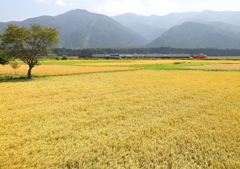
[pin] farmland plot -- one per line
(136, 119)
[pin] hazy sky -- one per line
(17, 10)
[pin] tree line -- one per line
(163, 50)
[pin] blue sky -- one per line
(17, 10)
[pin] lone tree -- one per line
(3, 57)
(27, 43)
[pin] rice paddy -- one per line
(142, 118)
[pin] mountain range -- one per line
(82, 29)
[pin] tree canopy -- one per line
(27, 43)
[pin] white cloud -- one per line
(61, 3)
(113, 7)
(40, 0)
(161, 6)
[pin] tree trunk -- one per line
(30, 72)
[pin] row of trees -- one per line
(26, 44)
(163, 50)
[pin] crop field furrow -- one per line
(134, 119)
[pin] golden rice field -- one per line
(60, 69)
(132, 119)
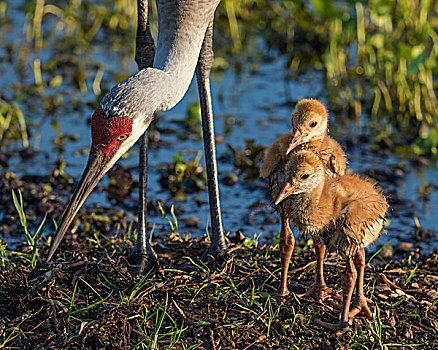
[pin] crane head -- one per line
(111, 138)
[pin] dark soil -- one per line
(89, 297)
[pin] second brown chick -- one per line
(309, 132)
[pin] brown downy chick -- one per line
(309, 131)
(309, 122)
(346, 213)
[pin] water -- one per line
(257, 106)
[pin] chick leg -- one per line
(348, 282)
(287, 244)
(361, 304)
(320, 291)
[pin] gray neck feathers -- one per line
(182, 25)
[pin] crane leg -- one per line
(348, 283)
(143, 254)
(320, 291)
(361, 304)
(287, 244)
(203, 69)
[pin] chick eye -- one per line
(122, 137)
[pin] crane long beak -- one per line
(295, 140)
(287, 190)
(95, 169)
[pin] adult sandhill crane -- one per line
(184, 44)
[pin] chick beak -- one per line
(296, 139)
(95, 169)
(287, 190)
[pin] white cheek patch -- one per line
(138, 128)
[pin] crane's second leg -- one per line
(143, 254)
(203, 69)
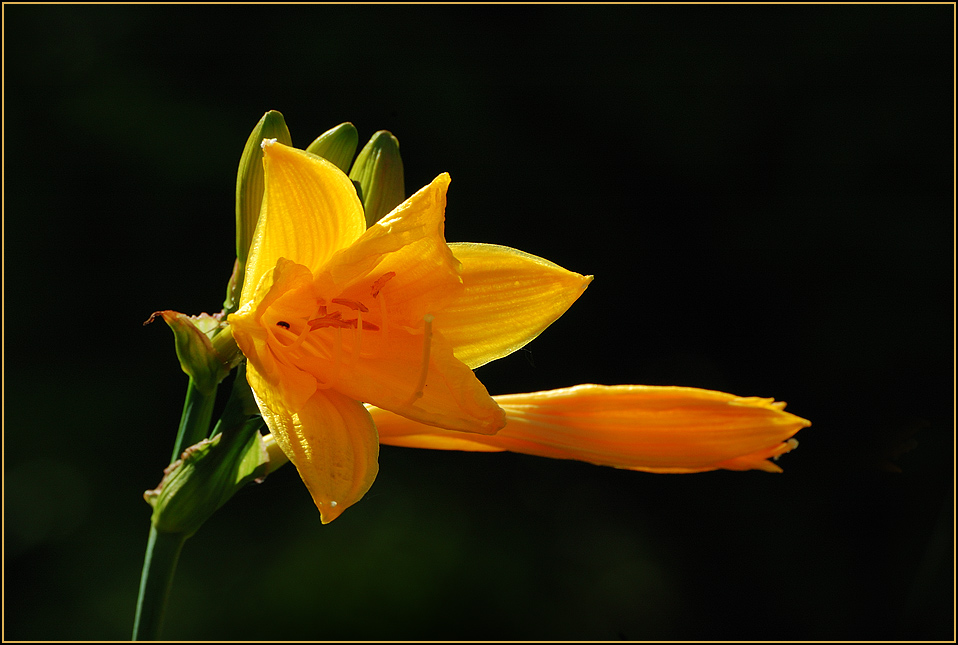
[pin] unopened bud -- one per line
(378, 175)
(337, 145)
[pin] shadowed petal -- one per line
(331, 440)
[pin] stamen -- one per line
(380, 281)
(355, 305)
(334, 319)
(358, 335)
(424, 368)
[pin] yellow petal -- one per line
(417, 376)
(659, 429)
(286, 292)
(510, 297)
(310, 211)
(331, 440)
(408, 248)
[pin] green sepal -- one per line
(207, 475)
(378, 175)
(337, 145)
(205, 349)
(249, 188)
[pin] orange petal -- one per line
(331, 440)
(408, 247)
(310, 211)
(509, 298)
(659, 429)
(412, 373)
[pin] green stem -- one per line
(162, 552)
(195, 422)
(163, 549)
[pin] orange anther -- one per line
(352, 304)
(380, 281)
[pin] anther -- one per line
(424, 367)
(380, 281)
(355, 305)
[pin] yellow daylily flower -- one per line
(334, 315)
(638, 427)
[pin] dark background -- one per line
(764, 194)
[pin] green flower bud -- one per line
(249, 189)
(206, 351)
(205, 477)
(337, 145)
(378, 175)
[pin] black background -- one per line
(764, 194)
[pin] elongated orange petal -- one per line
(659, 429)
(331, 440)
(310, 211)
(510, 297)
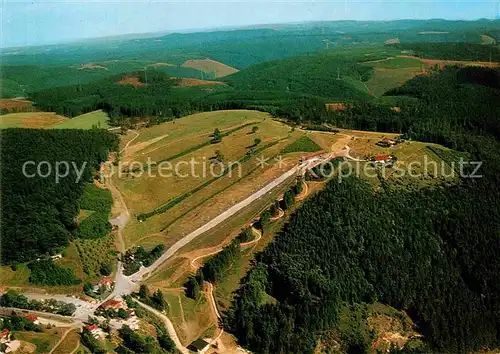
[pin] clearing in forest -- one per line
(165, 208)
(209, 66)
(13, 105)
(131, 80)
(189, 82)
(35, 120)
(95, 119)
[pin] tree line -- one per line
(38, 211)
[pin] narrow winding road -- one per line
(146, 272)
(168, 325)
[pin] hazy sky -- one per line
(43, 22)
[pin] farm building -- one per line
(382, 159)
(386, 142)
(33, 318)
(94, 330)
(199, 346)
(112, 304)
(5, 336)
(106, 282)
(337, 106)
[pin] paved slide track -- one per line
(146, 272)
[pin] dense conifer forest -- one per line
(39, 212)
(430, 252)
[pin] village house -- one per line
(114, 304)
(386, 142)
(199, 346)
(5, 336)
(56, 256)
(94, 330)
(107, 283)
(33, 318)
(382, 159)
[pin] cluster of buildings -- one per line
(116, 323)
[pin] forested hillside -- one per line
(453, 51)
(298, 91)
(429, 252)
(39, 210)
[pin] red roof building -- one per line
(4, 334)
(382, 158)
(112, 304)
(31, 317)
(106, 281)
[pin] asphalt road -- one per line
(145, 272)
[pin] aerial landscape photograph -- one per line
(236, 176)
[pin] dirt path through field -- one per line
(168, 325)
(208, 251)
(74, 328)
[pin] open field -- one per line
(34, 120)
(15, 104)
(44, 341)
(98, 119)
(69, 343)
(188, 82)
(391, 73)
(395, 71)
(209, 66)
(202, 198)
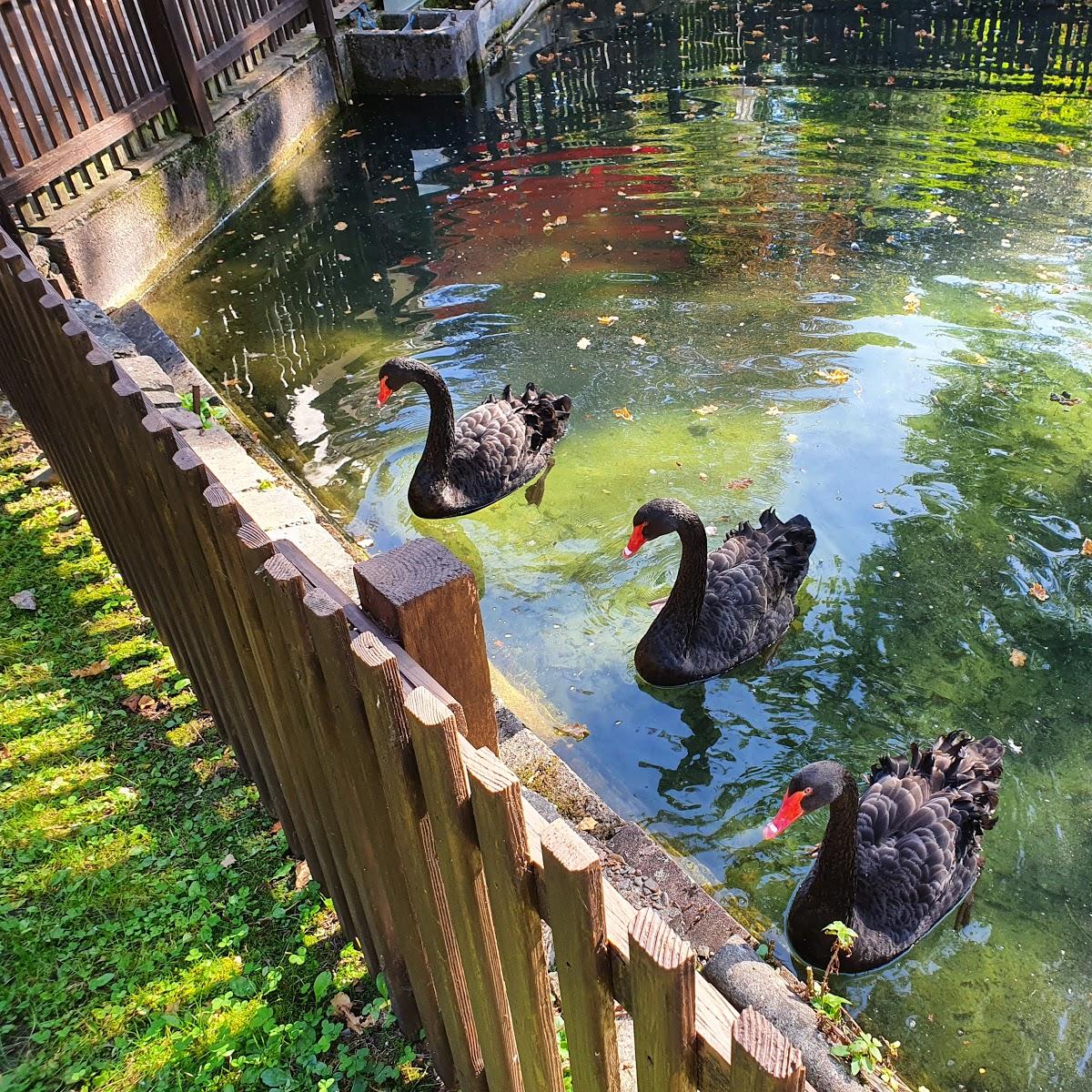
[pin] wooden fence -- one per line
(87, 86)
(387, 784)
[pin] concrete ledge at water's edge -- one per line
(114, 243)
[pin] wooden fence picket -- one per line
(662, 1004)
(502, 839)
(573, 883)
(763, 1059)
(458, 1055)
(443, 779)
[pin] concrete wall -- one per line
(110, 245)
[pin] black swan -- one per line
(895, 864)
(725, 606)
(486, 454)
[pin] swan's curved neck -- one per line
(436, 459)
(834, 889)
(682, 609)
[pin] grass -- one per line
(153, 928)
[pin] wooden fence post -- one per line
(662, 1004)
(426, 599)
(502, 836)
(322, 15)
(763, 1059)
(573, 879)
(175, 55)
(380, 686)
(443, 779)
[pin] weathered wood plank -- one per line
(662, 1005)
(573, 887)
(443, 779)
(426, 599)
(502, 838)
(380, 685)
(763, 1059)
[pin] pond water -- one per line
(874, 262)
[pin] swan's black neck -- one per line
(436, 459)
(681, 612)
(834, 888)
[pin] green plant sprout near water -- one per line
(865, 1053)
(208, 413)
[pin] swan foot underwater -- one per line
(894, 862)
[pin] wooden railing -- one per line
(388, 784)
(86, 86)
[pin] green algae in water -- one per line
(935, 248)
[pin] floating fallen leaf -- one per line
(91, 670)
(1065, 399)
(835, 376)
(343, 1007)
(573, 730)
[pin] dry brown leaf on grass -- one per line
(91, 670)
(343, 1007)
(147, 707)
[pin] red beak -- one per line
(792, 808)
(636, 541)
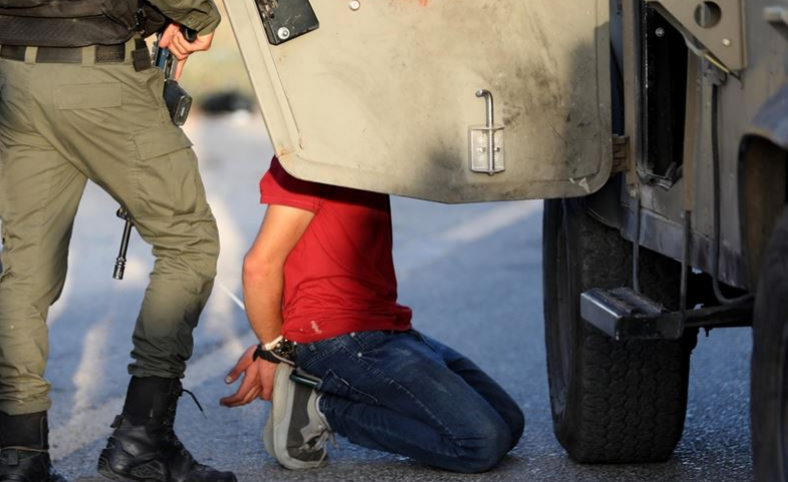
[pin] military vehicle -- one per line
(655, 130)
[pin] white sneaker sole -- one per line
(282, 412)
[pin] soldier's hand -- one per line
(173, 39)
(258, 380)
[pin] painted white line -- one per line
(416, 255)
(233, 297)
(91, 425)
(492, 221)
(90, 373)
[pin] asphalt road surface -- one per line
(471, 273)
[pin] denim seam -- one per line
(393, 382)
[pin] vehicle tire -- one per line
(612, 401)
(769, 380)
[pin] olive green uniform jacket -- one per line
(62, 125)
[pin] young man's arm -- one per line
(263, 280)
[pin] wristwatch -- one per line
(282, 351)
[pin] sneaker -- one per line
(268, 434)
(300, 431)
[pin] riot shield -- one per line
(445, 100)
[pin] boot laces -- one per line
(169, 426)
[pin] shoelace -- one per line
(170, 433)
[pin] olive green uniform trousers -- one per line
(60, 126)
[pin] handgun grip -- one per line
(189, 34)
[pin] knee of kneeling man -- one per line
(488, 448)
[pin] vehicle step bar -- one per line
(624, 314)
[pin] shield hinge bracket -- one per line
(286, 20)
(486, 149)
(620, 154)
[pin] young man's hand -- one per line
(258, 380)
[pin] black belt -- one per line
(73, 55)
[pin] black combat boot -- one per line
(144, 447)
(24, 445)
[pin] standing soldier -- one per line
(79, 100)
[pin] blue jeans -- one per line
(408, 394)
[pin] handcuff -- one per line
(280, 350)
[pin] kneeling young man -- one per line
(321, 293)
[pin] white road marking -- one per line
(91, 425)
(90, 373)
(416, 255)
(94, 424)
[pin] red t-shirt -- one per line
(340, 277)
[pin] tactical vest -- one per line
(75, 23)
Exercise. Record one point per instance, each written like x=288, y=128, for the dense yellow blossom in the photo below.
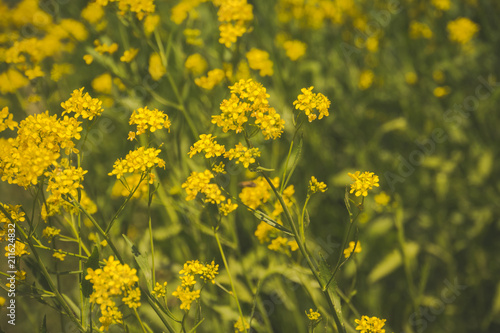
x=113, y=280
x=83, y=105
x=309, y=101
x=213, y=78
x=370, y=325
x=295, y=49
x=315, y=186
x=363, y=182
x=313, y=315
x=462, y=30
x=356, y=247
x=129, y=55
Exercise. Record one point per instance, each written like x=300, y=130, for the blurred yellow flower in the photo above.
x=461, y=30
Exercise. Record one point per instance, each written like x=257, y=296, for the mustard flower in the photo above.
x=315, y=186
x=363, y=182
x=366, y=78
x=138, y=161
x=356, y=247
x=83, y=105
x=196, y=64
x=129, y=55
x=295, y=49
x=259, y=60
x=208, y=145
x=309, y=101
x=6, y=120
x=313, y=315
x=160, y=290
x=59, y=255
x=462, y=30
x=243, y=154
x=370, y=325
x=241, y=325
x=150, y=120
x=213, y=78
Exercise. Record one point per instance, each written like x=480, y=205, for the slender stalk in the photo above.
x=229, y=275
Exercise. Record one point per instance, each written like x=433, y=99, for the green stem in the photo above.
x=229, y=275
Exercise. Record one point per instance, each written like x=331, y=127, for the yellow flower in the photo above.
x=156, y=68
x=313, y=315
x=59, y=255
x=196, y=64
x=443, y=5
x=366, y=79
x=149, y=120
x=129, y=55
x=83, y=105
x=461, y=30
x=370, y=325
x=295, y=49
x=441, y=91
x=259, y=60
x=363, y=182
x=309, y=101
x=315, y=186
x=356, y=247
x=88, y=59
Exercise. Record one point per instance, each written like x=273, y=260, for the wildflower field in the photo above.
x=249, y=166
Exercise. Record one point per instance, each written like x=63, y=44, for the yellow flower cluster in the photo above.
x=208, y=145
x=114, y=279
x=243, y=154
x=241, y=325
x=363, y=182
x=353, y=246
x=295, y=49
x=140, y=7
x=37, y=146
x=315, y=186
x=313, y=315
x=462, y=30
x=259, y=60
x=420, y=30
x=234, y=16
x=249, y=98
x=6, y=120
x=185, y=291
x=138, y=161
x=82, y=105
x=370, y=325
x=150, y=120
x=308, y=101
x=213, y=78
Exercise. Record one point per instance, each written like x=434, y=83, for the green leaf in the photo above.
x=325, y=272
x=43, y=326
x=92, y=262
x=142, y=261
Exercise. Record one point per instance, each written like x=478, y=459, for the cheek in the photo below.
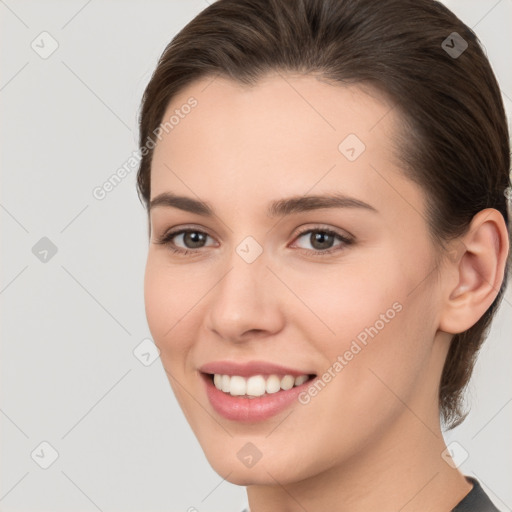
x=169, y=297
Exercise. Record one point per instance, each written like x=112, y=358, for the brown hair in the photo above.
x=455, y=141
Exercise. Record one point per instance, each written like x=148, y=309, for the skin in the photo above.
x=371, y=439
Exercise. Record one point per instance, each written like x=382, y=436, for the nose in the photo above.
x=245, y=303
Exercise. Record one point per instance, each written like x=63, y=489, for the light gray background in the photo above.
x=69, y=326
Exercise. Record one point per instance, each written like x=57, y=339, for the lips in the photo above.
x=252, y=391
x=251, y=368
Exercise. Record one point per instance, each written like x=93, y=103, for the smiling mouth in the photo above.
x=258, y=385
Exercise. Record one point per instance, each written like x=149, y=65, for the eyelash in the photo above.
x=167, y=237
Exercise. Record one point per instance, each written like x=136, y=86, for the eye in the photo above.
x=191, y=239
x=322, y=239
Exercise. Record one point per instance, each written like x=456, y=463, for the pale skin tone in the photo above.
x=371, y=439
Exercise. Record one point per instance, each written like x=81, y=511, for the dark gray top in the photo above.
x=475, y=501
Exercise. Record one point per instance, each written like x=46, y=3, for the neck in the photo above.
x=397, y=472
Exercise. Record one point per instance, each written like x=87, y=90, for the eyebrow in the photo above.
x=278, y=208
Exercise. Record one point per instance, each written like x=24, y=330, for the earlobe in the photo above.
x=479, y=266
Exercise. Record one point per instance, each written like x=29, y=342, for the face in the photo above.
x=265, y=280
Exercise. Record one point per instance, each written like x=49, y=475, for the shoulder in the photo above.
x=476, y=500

-=-=-

- [What is expected]
Your answer should be the lines from the one containing "tone in the photo above." through the end of the records, both included, output exactly and with nothing added.

- [Finished exercise]
Exercise. Record one point per instance, each written like x=456, y=463, for the pale skin tone in the photo above.
x=371, y=439
Exercise. Record one point per instance, each written like x=81, y=511, for the dark gray top in the photo above.
x=475, y=501
Exercise. Record one point per instance, each written like x=46, y=3, for the neck in the photo above.
x=397, y=472
Exercise. Record one point per instance, each written like x=87, y=90, for the eyebrow in the photo above.
x=278, y=208
Exercise. Record one point per instance, each written like x=24, y=330, for the earlobe in the photo above.
x=479, y=266
Exercise. Record one point per instance, each written like x=29, y=342, for the face in the photo above.
x=265, y=280
Exercise. Record one point per instance, each written like x=49, y=475, for the shoulder in the photo above.
x=476, y=500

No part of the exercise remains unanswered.